Start of INFORMATION PROVIDED

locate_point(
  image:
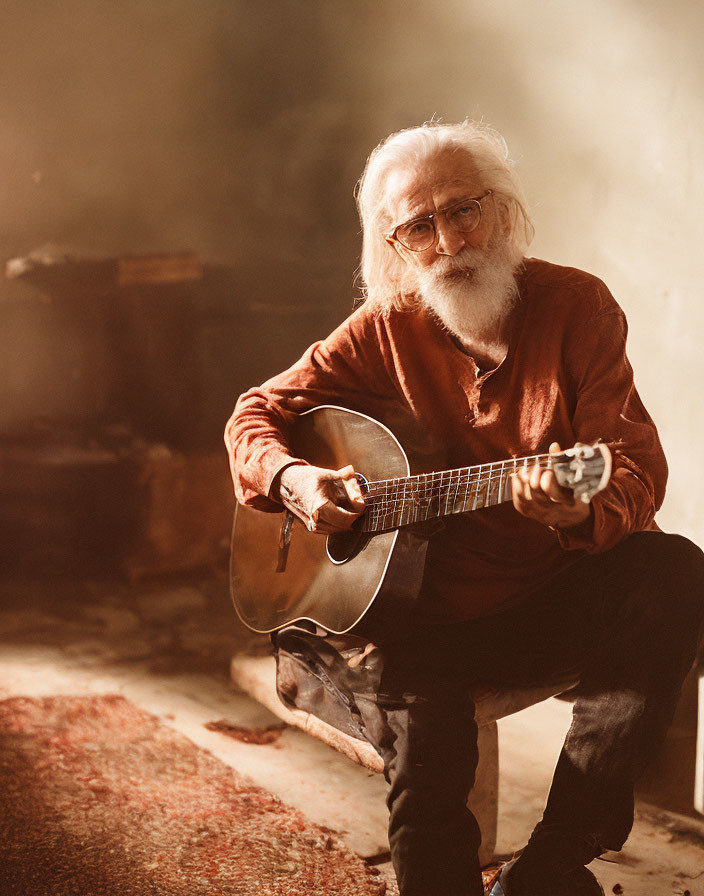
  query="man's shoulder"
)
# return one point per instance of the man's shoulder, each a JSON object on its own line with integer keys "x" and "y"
{"x": 568, "y": 287}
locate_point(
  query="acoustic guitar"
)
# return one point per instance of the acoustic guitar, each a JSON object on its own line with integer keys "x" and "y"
{"x": 281, "y": 573}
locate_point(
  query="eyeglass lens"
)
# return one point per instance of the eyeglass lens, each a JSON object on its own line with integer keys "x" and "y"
{"x": 420, "y": 234}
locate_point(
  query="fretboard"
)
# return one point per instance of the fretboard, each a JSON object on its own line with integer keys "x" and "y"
{"x": 412, "y": 499}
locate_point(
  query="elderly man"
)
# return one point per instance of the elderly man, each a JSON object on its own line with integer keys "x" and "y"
{"x": 485, "y": 353}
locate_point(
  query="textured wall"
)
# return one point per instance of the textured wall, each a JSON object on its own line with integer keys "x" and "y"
{"x": 237, "y": 129}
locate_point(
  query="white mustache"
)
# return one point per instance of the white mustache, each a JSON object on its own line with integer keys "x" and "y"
{"x": 465, "y": 262}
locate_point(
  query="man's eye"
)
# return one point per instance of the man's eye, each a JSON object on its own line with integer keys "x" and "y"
{"x": 419, "y": 228}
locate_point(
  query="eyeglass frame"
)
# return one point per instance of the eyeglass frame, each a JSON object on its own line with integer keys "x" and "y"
{"x": 392, "y": 238}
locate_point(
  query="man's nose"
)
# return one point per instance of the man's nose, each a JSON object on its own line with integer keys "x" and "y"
{"x": 449, "y": 241}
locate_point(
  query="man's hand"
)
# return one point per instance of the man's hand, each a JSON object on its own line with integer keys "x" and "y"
{"x": 324, "y": 500}
{"x": 537, "y": 495}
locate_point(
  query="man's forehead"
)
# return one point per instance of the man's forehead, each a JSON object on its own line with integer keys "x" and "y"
{"x": 414, "y": 190}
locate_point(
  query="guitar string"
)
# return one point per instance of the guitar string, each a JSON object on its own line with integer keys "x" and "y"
{"x": 491, "y": 466}
{"x": 385, "y": 504}
{"x": 393, "y": 505}
{"x": 496, "y": 466}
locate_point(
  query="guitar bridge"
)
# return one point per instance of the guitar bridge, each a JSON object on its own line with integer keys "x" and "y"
{"x": 284, "y": 541}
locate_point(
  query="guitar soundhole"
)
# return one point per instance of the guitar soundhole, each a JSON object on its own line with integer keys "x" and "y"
{"x": 343, "y": 546}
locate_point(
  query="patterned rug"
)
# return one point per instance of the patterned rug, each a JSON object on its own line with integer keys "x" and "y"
{"x": 97, "y": 798}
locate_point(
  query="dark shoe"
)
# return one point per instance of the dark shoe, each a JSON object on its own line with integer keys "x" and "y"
{"x": 551, "y": 864}
{"x": 578, "y": 881}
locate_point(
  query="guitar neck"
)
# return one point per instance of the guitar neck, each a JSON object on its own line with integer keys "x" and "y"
{"x": 412, "y": 499}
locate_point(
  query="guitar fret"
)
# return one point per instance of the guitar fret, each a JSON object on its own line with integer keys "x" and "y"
{"x": 402, "y": 500}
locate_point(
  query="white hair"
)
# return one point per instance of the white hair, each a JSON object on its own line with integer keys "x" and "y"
{"x": 387, "y": 281}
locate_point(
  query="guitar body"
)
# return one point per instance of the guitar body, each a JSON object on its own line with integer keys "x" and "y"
{"x": 334, "y": 594}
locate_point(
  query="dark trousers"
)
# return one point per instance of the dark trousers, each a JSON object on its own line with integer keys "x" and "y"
{"x": 628, "y": 621}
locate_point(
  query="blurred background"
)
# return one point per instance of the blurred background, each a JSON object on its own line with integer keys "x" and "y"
{"x": 177, "y": 221}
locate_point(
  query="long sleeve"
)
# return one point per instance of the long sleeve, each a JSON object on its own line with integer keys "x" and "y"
{"x": 350, "y": 368}
{"x": 608, "y": 406}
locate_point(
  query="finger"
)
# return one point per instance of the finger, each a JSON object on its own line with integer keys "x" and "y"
{"x": 351, "y": 485}
{"x": 551, "y": 488}
{"x": 335, "y": 517}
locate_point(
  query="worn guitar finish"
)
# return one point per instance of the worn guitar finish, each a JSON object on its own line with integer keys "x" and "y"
{"x": 281, "y": 574}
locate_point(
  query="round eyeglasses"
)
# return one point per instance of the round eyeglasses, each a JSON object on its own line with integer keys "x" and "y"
{"x": 420, "y": 233}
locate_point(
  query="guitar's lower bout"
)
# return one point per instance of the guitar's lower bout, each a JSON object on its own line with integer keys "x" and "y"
{"x": 342, "y": 547}
{"x": 333, "y": 580}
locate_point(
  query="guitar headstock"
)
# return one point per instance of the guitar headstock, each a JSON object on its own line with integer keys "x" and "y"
{"x": 584, "y": 469}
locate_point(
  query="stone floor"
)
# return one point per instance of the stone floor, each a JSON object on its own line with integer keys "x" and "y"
{"x": 166, "y": 646}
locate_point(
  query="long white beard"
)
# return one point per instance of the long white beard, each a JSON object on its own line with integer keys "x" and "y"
{"x": 473, "y": 293}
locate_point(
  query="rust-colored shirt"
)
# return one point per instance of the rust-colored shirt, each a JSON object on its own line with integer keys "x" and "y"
{"x": 565, "y": 378}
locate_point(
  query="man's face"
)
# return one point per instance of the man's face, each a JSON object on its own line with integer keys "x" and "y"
{"x": 467, "y": 280}
{"x": 448, "y": 177}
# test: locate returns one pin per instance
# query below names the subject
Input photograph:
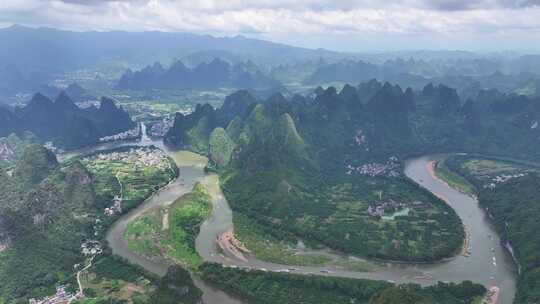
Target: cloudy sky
(351, 25)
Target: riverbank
(456, 270)
(431, 167)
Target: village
(129, 134)
(160, 128)
(499, 179)
(380, 209)
(389, 169)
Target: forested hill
(376, 120)
(311, 167)
(213, 75)
(63, 123)
(515, 208)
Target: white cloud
(285, 20)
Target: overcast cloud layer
(359, 25)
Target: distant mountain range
(216, 74)
(63, 123)
(52, 49)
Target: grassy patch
(268, 248)
(171, 231)
(452, 179)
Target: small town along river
(488, 263)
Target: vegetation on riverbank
(510, 194)
(271, 288)
(171, 231)
(131, 173)
(49, 209)
(267, 247)
(452, 179)
(316, 171)
(111, 280)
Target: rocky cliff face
(62, 122)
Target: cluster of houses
(360, 139)
(499, 179)
(6, 153)
(388, 169)
(116, 207)
(159, 129)
(62, 296)
(142, 156)
(129, 134)
(379, 209)
(91, 248)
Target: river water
(488, 263)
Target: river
(489, 263)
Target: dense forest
(63, 123)
(327, 168)
(508, 191)
(49, 210)
(271, 288)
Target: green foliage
(454, 180)
(266, 247)
(50, 215)
(271, 287)
(35, 164)
(515, 208)
(171, 231)
(220, 147)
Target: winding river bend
(488, 262)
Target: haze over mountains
(33, 60)
(63, 123)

End of INFORMATION PROVIDED

## GIVEN PROBLEM
Restate each of the entries above word for word and skip every image.

## FULL OUTPUT
locate_point(
  image:
  query="man's shoulder"
)
# return one point per instance of the man's shoulder, each a JSON object on its own line with integer keys "x" and "y"
{"x": 568, "y": 287}
locate_point(
  query="acoustic guitar"
)
# return one point per instance of the acoustic guitar, each a JSON object on its own line with integer keys "x" and "y"
{"x": 281, "y": 573}
locate_point(
  query="eyeglass lens"
)
# return one point per instance of the eyeglass lens, each a JSON object on its own line with integer keys "x" and "y"
{"x": 420, "y": 234}
locate_point(
  query="fretboard"
)
# return one point per instance of the fretboard, each a JSON object on its own line with integer keys "x" and "y"
{"x": 412, "y": 499}
locate_point(
  query="elderly man"
)
# return one point per instance of the elderly man, each a JSON object on its own line with integer keys "x" and "y"
{"x": 485, "y": 353}
locate_point(
  query="textured wall"
)
# return one point per instance of the textured wall, each a JSON object on its own line with integer keys "x" and "y"
{"x": 237, "y": 129}
locate_point(
  query="white mustache"
)
# return one point per instance of the white mustache, each a JSON object on its own line with integer keys "x" and "y"
{"x": 465, "y": 262}
locate_point(
  query="man's eye"
)
# return one point per instance of the man's eye, each a JSON object on its own line with integer keys "x" and "y"
{"x": 419, "y": 228}
locate_point(
  query="eyeglass frame"
)
# return one point per instance of the eyeglass frame, each a JSON object on its own line with integer keys "x" and "y"
{"x": 392, "y": 238}
locate_point(
  query="man's nose"
)
# return one point per instance of the man's nose, each a JSON object on its own line with integer keys "x" and "y"
{"x": 449, "y": 241}
locate_point(
  query="man's hand"
)
# return one point per instance of the man's hand, each a JSON object on its own line with integer keys "x" and "y"
{"x": 324, "y": 500}
{"x": 537, "y": 495}
locate_point(
  query="man's forehead"
)
# return one point per instance of the man's forehead, each a JSON object on its own line with integer keys "x" and "y"
{"x": 414, "y": 190}
locate_point(
  query="guitar string"
)
# return one point per instance of the guitar string, each a JSON object on its own line with integer keys "x" and "y"
{"x": 491, "y": 466}
{"x": 385, "y": 504}
{"x": 393, "y": 505}
{"x": 496, "y": 466}
locate_point(
  query="guitar bridge"
)
# return one point per instance of the guitar bridge, each a JSON object on its own line with integer keys "x" and "y"
{"x": 284, "y": 541}
locate_point(
  query="guitar soundhole"
)
# return one point per instance of the guitar soundhole, each a JSON object on its own line with integer keys "x" and "y"
{"x": 343, "y": 546}
locate_point(
  query="patterned rug"
)
# return one point per instance of the patterned rug, each a JSON object on its own line with integer keys "x" and "y"
{"x": 97, "y": 798}
locate_point(
  query="dark shoe"
)
# return one point per instance of the dark shoe, each a JSON object on its own line with integer keys "x" and "y"
{"x": 551, "y": 864}
{"x": 578, "y": 881}
locate_point(
  query="guitar neck"
)
# return one point per instance of the guitar neck, each a JSON object on its own line with integer keys "x" and "y"
{"x": 412, "y": 499}
locate_point(
  query="guitar fret"
)
# return one point per instance of the guitar fret, each a JSON object on its own line with integer keys "x" and "y"
{"x": 402, "y": 500}
locate_point(
  query="white hair"
)
# return one point per instance of the white hair, each a JSON object on its own line with integer keys "x" and "y"
{"x": 387, "y": 281}
locate_point(
  query="guitar body"
)
# return one point per instance of the guitar body, each a JSON object on its own line with integer keys "x" and "y"
{"x": 334, "y": 594}
locate_point(
  query="dark trousers"
)
# return one point per instance of the dark trousers, each a JSON object on its own line with integer keys "x" and "y"
{"x": 628, "y": 621}
locate_point(
  query="blurred background"
)
# return one point per instance of the blurred background, each a JSON object on its own line with integer keys "x" and "y"
{"x": 177, "y": 221}
locate_point(
  query="long sleeve"
)
# return one point per instance of the long sleeve, each a JSON object on its own line with integer keys "x" and "y"
{"x": 350, "y": 368}
{"x": 608, "y": 406}
locate_point(
  query="finger"
)
# return one point per instance of the finger, each a JSON object on its own line with integer keys "x" and "y"
{"x": 351, "y": 485}
{"x": 551, "y": 488}
{"x": 335, "y": 517}
locate_point(
  query="worn guitar finish"
)
# return one point per instance of the worn guitar finish, each a JSON object on its own line with integer keys "x" and "y"
{"x": 281, "y": 574}
locate_point(
  query="round eyeglasses"
)
# return one point per instance of the round eyeglasses, each a JSON object on its own line with integer keys "x" and "y"
{"x": 420, "y": 233}
locate_point(
  query="guitar's lower bout"
)
# return one point per instance of the guitar's lower bout, each a JSON object on its own line with integer keys "x" and "y"
{"x": 342, "y": 547}
{"x": 333, "y": 580}
locate_point(
  query="guitar headstock"
)
# return one point per instance of the guitar headstock, each a JSON object on its own line with integer keys "x" and "y"
{"x": 584, "y": 469}
locate_point(
  query="stone floor"
)
# return one point per instance of the stone floor, each a JSON object on its own line with integer keys "x" and "y"
{"x": 166, "y": 646}
locate_point(
  query="long white beard"
)
# return one point per instance of the long white beard, each a JSON object on its own line with integer keys "x" and "y"
{"x": 473, "y": 293}
locate_point(
  query="rust-colored shirt"
)
# return one point per instance of the rust-colored shirt, each a JSON object on its own line with integer keys "x" and "y"
{"x": 565, "y": 378}
locate_point(
  query="man's face"
)
# return one point per instance of the man's face, each a JSON object on its own line with integer keys "x" and "y"
{"x": 467, "y": 280}
{"x": 448, "y": 177}
# test: locate returns one pin per instance
# query below names the subject
Input photograph:
Target: cloudy sky
(351, 25)
Target: riverbank
(456, 270)
(431, 167)
Target: village
(129, 134)
(160, 128)
(499, 179)
(380, 209)
(389, 169)
Target: forested hill
(376, 120)
(311, 167)
(213, 75)
(63, 123)
(515, 208)
Target: white cloud
(285, 20)
Target: overcast cloud layer
(359, 25)
Target: distant mountain range
(216, 74)
(63, 123)
(52, 49)
Target: grassy patch
(268, 248)
(171, 231)
(452, 179)
Target: small town along river
(488, 263)
Target: vegetation on riverbank
(510, 194)
(271, 288)
(171, 231)
(131, 173)
(49, 209)
(267, 247)
(452, 179)
(316, 171)
(111, 280)
Target: rocky cliff face
(62, 122)
Target: cluster of houses
(360, 139)
(499, 179)
(6, 153)
(388, 169)
(116, 207)
(159, 129)
(62, 296)
(142, 156)
(129, 134)
(379, 209)
(91, 248)
Target: river water
(488, 263)
Target: river
(489, 263)
Target: dense forest
(63, 123)
(327, 168)
(508, 191)
(49, 210)
(271, 288)
Target: green foliage
(454, 180)
(266, 247)
(50, 215)
(271, 287)
(35, 164)
(515, 208)
(171, 231)
(220, 147)
Target: winding river bend
(488, 262)
Target: haze over mountains
(33, 60)
(63, 123)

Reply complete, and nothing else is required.